Every entry should come back exactly as written, minus the pictures.

───── THE DATA

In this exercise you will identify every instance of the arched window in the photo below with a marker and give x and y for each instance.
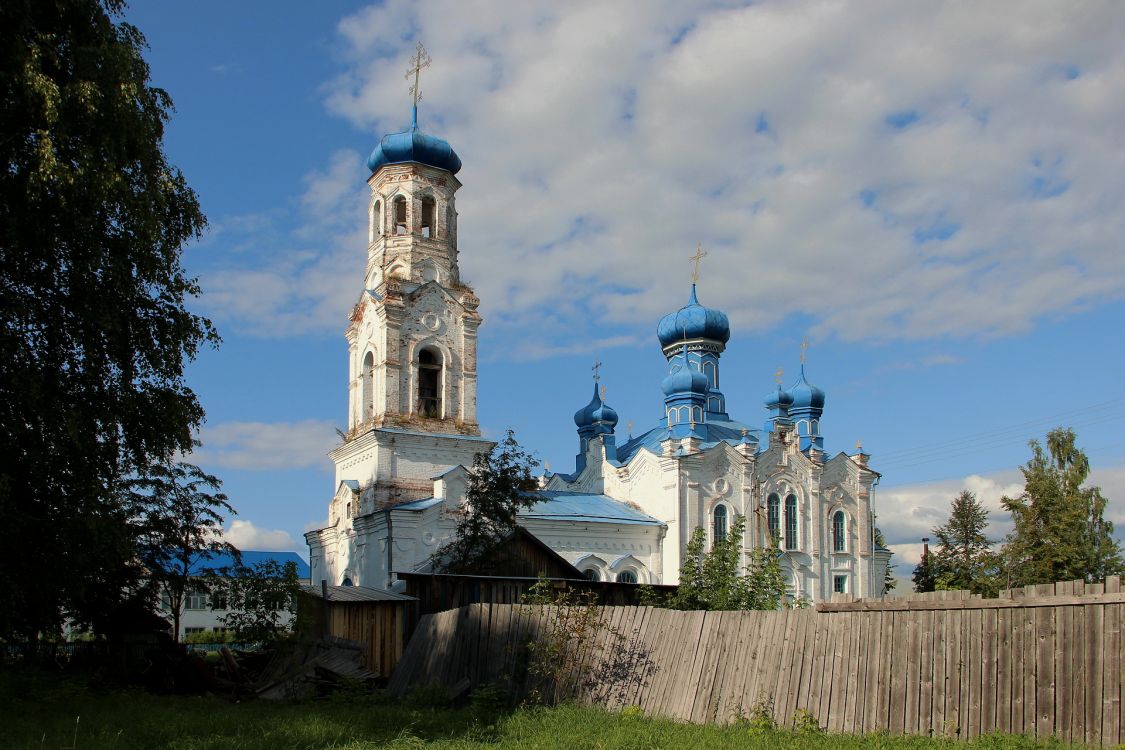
(791, 522)
(712, 373)
(428, 214)
(430, 383)
(368, 388)
(773, 517)
(719, 527)
(401, 215)
(376, 228)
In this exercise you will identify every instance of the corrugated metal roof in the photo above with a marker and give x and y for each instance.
(417, 505)
(585, 507)
(357, 594)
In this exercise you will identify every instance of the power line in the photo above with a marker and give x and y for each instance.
(1007, 430)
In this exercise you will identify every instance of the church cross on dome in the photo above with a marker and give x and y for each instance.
(420, 60)
(700, 254)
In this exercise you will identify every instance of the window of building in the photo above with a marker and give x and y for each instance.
(838, 538)
(430, 383)
(428, 214)
(376, 228)
(712, 373)
(773, 517)
(791, 522)
(196, 601)
(368, 387)
(719, 523)
(401, 215)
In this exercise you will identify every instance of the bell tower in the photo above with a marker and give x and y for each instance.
(412, 340)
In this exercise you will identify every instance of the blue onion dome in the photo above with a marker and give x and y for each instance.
(779, 397)
(693, 321)
(596, 412)
(685, 380)
(414, 145)
(806, 395)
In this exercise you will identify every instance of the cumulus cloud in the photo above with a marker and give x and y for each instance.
(245, 535)
(888, 170)
(910, 512)
(294, 273)
(268, 445)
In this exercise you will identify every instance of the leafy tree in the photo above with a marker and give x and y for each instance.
(889, 580)
(501, 484)
(926, 572)
(712, 580)
(260, 598)
(964, 559)
(181, 527)
(93, 325)
(1060, 529)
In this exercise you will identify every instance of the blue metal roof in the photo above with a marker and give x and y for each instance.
(587, 508)
(712, 434)
(250, 558)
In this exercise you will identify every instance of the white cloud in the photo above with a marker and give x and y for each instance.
(890, 170)
(245, 535)
(295, 273)
(910, 512)
(267, 445)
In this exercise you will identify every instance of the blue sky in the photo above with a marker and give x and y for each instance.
(929, 192)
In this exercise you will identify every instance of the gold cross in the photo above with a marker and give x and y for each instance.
(700, 254)
(417, 62)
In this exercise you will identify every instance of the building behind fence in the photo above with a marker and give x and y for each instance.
(1044, 660)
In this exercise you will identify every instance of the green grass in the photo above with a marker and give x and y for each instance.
(43, 712)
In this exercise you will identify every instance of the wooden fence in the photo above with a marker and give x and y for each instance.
(383, 624)
(1044, 660)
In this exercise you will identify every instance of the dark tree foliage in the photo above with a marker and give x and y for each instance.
(889, 580)
(93, 328)
(1060, 527)
(716, 579)
(925, 574)
(179, 515)
(964, 559)
(501, 484)
(260, 598)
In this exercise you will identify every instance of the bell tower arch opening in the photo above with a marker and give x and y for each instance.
(429, 389)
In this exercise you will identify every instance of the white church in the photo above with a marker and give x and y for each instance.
(628, 509)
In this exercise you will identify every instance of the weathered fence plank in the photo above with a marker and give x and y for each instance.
(964, 670)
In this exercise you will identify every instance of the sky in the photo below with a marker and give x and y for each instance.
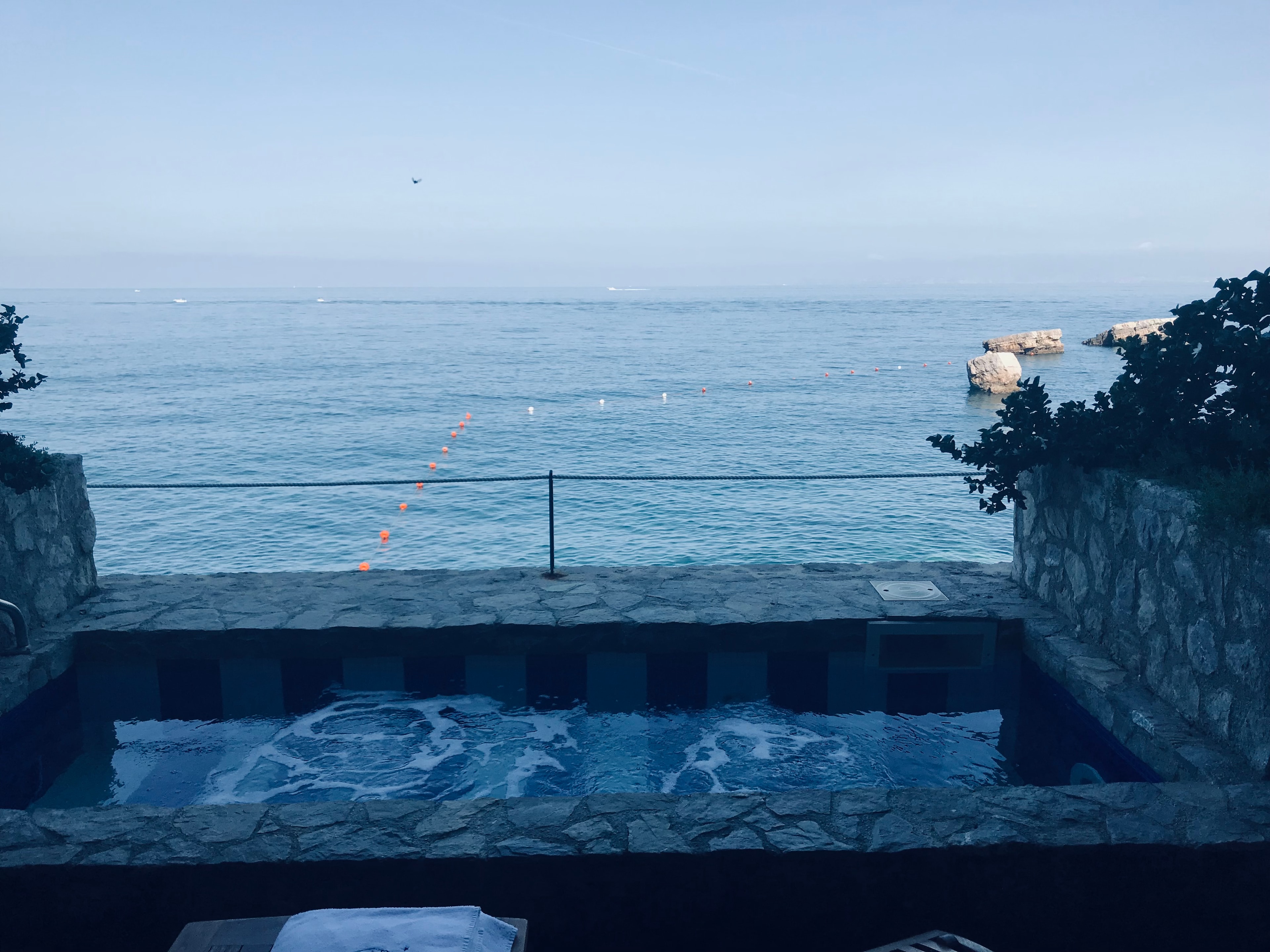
(614, 144)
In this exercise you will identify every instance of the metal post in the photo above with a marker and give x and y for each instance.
(552, 574)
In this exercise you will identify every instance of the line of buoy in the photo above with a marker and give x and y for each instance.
(418, 488)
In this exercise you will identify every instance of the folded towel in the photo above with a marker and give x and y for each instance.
(443, 930)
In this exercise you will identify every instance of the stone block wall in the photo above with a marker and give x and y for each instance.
(46, 546)
(1123, 562)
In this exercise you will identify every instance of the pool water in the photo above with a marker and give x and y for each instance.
(1020, 728)
(392, 744)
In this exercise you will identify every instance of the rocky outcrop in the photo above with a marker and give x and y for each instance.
(46, 546)
(1185, 615)
(1033, 342)
(995, 373)
(1119, 333)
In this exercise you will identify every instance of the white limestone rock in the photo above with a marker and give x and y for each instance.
(1119, 333)
(1033, 342)
(995, 373)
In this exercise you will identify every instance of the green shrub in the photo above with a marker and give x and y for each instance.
(1191, 407)
(22, 466)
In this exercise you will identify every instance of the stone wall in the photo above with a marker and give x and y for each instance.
(1185, 615)
(46, 546)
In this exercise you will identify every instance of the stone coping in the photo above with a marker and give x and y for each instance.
(432, 600)
(599, 609)
(870, 820)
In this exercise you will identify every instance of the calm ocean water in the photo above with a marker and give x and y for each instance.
(369, 384)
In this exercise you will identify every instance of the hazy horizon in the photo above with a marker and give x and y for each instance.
(573, 145)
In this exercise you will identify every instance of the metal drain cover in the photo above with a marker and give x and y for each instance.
(909, 592)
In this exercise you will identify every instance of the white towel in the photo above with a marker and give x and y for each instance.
(443, 930)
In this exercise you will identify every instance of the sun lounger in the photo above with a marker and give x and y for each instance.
(931, 942)
(260, 935)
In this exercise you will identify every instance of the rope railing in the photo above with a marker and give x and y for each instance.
(550, 478)
(606, 478)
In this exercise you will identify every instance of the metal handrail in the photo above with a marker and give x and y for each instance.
(20, 629)
(552, 476)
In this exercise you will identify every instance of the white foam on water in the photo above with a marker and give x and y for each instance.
(380, 746)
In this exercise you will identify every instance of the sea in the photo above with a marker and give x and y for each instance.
(183, 385)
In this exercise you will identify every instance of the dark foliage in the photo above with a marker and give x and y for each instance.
(22, 466)
(1192, 407)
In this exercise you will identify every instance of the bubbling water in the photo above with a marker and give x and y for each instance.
(394, 746)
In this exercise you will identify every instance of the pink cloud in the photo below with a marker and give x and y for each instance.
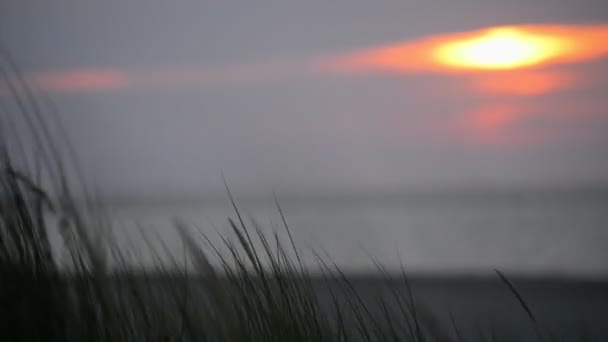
(80, 80)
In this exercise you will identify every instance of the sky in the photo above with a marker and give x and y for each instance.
(161, 98)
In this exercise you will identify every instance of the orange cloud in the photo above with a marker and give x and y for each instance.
(496, 48)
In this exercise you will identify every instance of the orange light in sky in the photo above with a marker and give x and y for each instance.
(495, 48)
(501, 48)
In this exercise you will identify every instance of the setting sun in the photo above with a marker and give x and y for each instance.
(500, 48)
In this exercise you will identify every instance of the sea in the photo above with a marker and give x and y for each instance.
(553, 245)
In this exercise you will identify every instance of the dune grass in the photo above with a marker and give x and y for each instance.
(256, 294)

──────────

> _RESULT FOR THIS EXERCISE_
In this exercise you will identify every instance of the arched window in the photo below with a marker and give x and y for each instance.
(791, 522)
(712, 373)
(428, 214)
(430, 383)
(368, 388)
(773, 517)
(719, 527)
(401, 215)
(376, 228)
In this exercise you will identify every instance of the corrugated metal roof in the photo above with a marker and give x and y for each instance.
(417, 505)
(585, 507)
(357, 594)
In this exercise you will identify every instance of the power line in the photo above with a marker and give x and y for each instance.
(1007, 430)
In this exercise you will identify every instance of the church cross on dome in the photo above with a marker and give x and y for each instance.
(420, 60)
(700, 254)
In this exercise you will identify every instance of the window of building in the photo above with a marker and give x and y for each instance.
(838, 538)
(430, 383)
(428, 214)
(376, 228)
(712, 373)
(773, 517)
(791, 522)
(196, 601)
(368, 387)
(719, 523)
(401, 215)
In this exercise you will identify every instance of the bell tower in the photo above with a marker and give x and y for each instance.
(412, 340)
In this exercise you will identify every instance of the blue onion dome in the photo above with a marker and give x and y for each instance.
(779, 397)
(693, 321)
(596, 412)
(685, 380)
(414, 145)
(806, 395)
In this exercise you will identify every instance of the cumulus cloud in the photo above with a marker and give x and y for each instance.
(245, 535)
(888, 170)
(910, 512)
(294, 273)
(268, 445)
In this exercise you will identify every instance of the leafy tree in the photo above with a marker and give x and y for each instance.
(889, 580)
(501, 484)
(926, 572)
(712, 580)
(260, 598)
(964, 559)
(181, 527)
(93, 325)
(1060, 529)
In this exercise you will identify every instance of the blue metal roof in the photo above with a marker and give x and y for each instance.
(587, 508)
(712, 434)
(250, 558)
In this exercise you will identify every instance of the white cloud in the photo above with a marker and give x and y for each instance.
(890, 170)
(245, 535)
(295, 273)
(910, 512)
(267, 445)
In this exercise you will identify every instance of the blue sky in the photo above with a marker and give x and y for each instance.
(929, 192)
In this exercise you will identify every instance of the gold cross in the photo above with a marker and give x and y for each instance.
(700, 254)
(417, 62)
In this exercise you will identify every instance of the building behind fence in the photo above with a marker and give x and y for each instance.
(1044, 660)
In this exercise you will identify every instance of the green grass in the photo above with a marker and give x and y for each instance.
(43, 712)
In this exercise you will identify every instance of the wooden fence in the photo above with a marker and give x and y for each instance.
(383, 624)
(1044, 660)
In this exercise you will identify every instance of the dark tree foliage in the photo above with a marker and give x and y for each instance.
(889, 580)
(93, 328)
(1060, 527)
(716, 579)
(925, 574)
(179, 515)
(964, 559)
(501, 484)
(260, 598)
In this exercise you will identify every instance of the bell tower arch opening in the photo above with a marker and give x and y for each instance.
(429, 389)
In this exercise you will identify every instance of the white church in the photo above with a marker and give x and y for each instance.
(628, 509)
In this exercise you will identify every instance of the weathered fence plank in the photo above with a marker and give x and y for each instance.
(964, 670)
In this exercise you will identify every instance of the sky in the photo below with a marker and give x and y for each instance.
(614, 144)
In this exercise you will identify every instance of the metal post in the photo above with a marker and give x and y for each instance.
(552, 574)
In this exercise you will identify every instance of the line of buoy in the photo above with a marker and give x and y for each instance.
(418, 488)
In this exercise you will identify every instance of the folded towel in the photo above with a marker and give x and y for each instance.
(443, 930)
In this exercise you will identify every instance of the stone block wall in the photo above with a marker and give x and y for each instance.
(46, 546)
(1123, 562)
In this exercise you will identify every instance of the pool water in the photo above with a marker and give x and y for each instance.
(1020, 728)
(392, 744)
In this exercise you will identify every instance of the rocky outcrop in the photo above with a marker and give x and y for each instance.
(46, 546)
(1185, 615)
(1033, 342)
(995, 373)
(1119, 333)
In this exercise you will identify every instance of the white limestone rock in the photo above with a marker and give x and y for each instance.
(1119, 333)
(1033, 342)
(995, 373)
In this exercise you will identify every instance of the green shrub in the photo above with a marker and give x and y for each instance.
(1191, 407)
(22, 466)
In this exercise you will identify every instance of the stone wall in the photo above with a marker and give x and y for each instance.
(1185, 615)
(46, 546)
In this exercise you will identify every instance of the stone coping in the photo above with a marker and give x and y for each instance.
(432, 600)
(599, 609)
(870, 820)
In this exercise you will identify every instance of the calm ocean water in the photo above with a marker and give x and y for each instance.
(369, 384)
In this exercise you will identify every instance of the hazy horizon in the photo above with a marker and give x and y for each instance.
(573, 145)
In this exercise you will identify every instance of the metal drain cover in the photo above with a marker and give x and y for each instance.
(909, 592)
In this exercise you will identify every instance of the white towel in the photo above with a marker and give x and y for each instance.
(443, 930)
In this exercise you will identify every instance of the sun lounger in the photo above with a marker and give x and y for each instance.
(931, 942)
(260, 935)
In this exercise you will identify every instance of the rope railing in the photo above with a marker and give x and y for each instance.
(550, 478)
(606, 478)
In this exercise you will identify every instance of the metal handrail in the photo above with a marker and give x and y for each instance.
(20, 629)
(552, 476)
In this exercise you will identify every instance of the white foam on water in the photo above with a marker and give x and y for each instance.
(380, 746)
In this exercise you will identify every instance of the sea in the photo above with a marker and give x and y for each instance.
(183, 385)
In this exercise you will identify every instance of the dark foliage in the photo above with a marker and give x and y for each instance.
(22, 466)
(1192, 407)
In this exercise you will identify every instance of the bubbling water in the photo above with a marker and give x and y for each instance.
(394, 746)
In this exercise you will identify every instance of the pink cloud in the photo below with a marker and give x and y for each instance.
(80, 80)
In this exercise you will identify every instance of the sky in the photo above with a marker and give x and y for each instance.
(161, 98)
In this exercise you will identify every instance of the orange cloud in the photo above with a marker and give x and y for each instance.
(496, 48)
In this exercise you will identify every instance of the orange light in sky in the photo above with a marker and give x and y for each instance.
(495, 48)
(501, 48)
In this exercise you will identify every instance of the setting sun in the photo above with a marker and give x and y for each instance.
(500, 48)
In this exercise you will identify every instance of the sea in the photo above with a marker and give x and y for each instance.
(553, 245)
In this exercise you will identify every instance of the dune grass in the photo above with a marker and give x and y for each instance.
(256, 294)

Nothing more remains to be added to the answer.